*Texte fourni*
-*-*-
Le style Oprah : le « rapport talk ». Un terme inventé pour elle et désignant sa manière de « créer du lien » avec ses invités. Oprah grossit, maigrit, souffre de la thyroïde, se sépare, est végétalienne durant trois semaines et se confie, elle aussi. Sur son besoin d’être appréciée, sur ses relations compliquées avec les hommes, sur le désamour qu’elle se porte. Elle et 37.000 personnes interviewées en 25 ans. Des tonnes de mouchoirs en papier, une empathie télégénique dont seuls les Ricains ont le secret.

Derrière les millions de dollars accumulés (elle est devenue millionnaire à l’âge de 32 ans) et les titres enchaînés, décernés par des gens qui aiment bien faire des classements (« Première femme noire milliardaire de l’histoire », « Femme la plus riche des ÉtatsUnis », « Femme la plus influente du monde », « Leader spirituel », « Personne noire la plus influente de sa génération »), une quantité de douleurs qui l’ont forgée. Pas qu’il faille en passer par là pour être respectée, mais d’un parcours pareil, on peut sans doute se consoler en se disant qu’on inspire l’humanité.

Au « Time », elle confiait, à propos du concept même de talk-show : « Si une chose arrive à une personne, elle est arrivée à des milliers d’autres. J’ai tellement appris sur moi-même à travers mes invités. Je me souviens avoir eu pendant des années l’impression d’être la seule personne à avoir été sexuellement abusée. Et au fur et à mesure, j’allais entendre des gens partager des histoires et des sensations qui étaient les miennes. »

On y est. Alors vite fait : gamine, ballottée entre une mère adolescente et une grand-mère maltraitante, elle subit des violences et des viols, commis par plusieurs proches. L’un d’eux la met enceinte. Elle a 14 ans, sa mère la vire, le bébé décède quelques semaines après être venu au monde et elle finit chez son père qu’elle n’a vu jusque-là que quelques rares fois. Mais elle est toujours debout. Et elle le restera.
-*-*-
(Données)
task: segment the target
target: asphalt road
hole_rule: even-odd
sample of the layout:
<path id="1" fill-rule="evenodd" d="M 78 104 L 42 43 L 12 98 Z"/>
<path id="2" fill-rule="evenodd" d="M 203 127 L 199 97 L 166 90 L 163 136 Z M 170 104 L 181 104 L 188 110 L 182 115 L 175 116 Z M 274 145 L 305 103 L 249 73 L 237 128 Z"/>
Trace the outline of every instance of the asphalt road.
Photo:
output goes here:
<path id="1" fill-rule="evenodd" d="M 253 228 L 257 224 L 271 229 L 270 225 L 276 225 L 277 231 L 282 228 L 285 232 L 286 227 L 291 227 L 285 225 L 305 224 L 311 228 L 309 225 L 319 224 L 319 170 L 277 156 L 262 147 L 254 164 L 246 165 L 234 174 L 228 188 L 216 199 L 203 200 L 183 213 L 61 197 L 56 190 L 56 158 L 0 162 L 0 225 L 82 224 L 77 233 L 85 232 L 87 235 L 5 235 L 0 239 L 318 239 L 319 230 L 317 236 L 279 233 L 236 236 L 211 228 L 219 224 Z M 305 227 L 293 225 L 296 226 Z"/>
-*-*-
*Consignes*
1. Indiquez si chacune des affirmations suivantes concorde avec le texte sur Oprah, en répondant par oui ou par non et en citant à l’identique les mots du texte qui tranchent. (a) Oprah est devenue millionnaire à 32 ans. (b) Oprah a été végétalienne pendant plusieurs années. (c) À 14 ans, après avoir été renvoyée par sa mère, elle part vivre chez sa grand-mère.
2. Rédigez la suite du texte sur Oprah en reprenant immédiatement après sa dernière phrase.

*Réponses attendues*
1.
(a) Oui : « elle est devenue millionnaire à l’âge de 32 ans ».
(b) Non : « est végétalienne durant trois semaines ».
(c) Non : « elle finit chez son père qu’elle n’a vu jusque-là que quelques rares fois ».

2.
Vers l’âge de 17 ans, elle bosse pour la radio locale, puis vient la télé où elle présente les infos. Et de poste en poste, elle devient « La dame du Oprah Winfrey Show ». Elle est partout, produisant des spectacles, des films, y jouant, créant des émeutes dans des librairies après qu’elle a recommandé des bouquins dans son émission dédiée à la littérature…

Et elle libère et récolte des fonds pour des causes, plein de causes. En 2007, elle ouvre une école pour filles en Afrique du Sud. La Oprah Winfrey Leadership Academy for Girls. 40 millions de dollars investis pour 450 places. Elle s’en prend plein la face à base de « Et nos pauvres à nous ? », « Dis donc, ça fait cher la place » et autres inepties de trolls. Et elle s’en cogne, persuadée que tout peut arriver, que rien ne peut arrêter celles qui trouveront en elles la force d’avancer. « Il n’y a pas à casser le plafond parce qu’il n’existe pas. Il n’y a pas de plafond, pas de barrière. » S’il ne fallait retenir qu’une chose, c’est ça : le monde appartient à celles qui croient en elles et en la sain(t)e parole d’Oprah !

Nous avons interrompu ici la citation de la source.